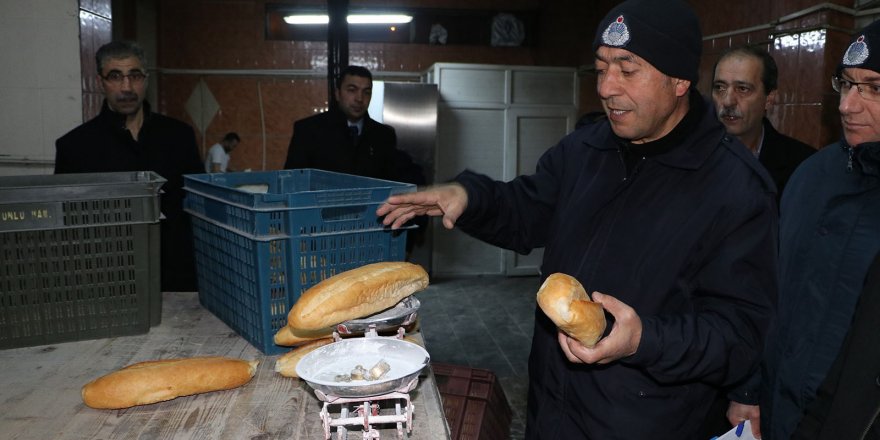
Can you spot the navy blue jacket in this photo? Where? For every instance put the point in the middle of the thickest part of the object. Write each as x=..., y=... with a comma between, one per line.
x=322, y=141
x=847, y=404
x=687, y=240
x=829, y=234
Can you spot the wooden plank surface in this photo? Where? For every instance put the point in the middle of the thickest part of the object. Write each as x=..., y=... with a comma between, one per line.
x=40, y=390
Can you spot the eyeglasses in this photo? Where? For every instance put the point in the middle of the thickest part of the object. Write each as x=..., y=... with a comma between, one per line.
x=116, y=77
x=869, y=91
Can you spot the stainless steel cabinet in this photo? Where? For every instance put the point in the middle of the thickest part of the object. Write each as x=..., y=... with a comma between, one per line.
x=496, y=120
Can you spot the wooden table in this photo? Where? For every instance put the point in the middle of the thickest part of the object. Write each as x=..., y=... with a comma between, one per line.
x=40, y=389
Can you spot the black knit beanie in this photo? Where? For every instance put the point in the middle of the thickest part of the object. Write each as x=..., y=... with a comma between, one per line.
x=666, y=33
x=863, y=51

• TASK INSTRUCTIONS
Repeat the listing in full and exactly. Do not include any images.

• FINAL ANSWER
Can you spot the navy blue jacket in this photo? Where? For every instance put the point in the middle of the thickest part of the object. Write each as x=..., y=... with a comma between, one per line.
x=322, y=141
x=847, y=404
x=687, y=240
x=829, y=234
Can you spot the wooden plank surface in this photo? Where? For every instance put the point in the middle of the thickest part of the object. Write each as x=..., y=... with a comma between, one per line.
x=40, y=390
Can you spot the eyeglasses in this photo? Where? For every instance put the point in the middle of the thickest part of the object. Write each as x=..., y=... with a comma between, one per line.
x=116, y=77
x=869, y=91
Can you spot the stainless steel cabinet in this photo? Where? For every instance put the point in the middle of the thickest part of the object. Write each as x=..., y=... with a comma between, one per line.
x=496, y=120
Can you spot the wooden table in this photo? Where? For every instance put the point in the middle of the thickest part of the object. Write each as x=..., y=... with a comma between, one per line.
x=40, y=389
Can you spot the black knit beanie in this photo? Where? For every instance put the point in the middle of the thickest part of the object. Write each as x=..., y=... with a comma between, one per line.
x=666, y=33
x=863, y=51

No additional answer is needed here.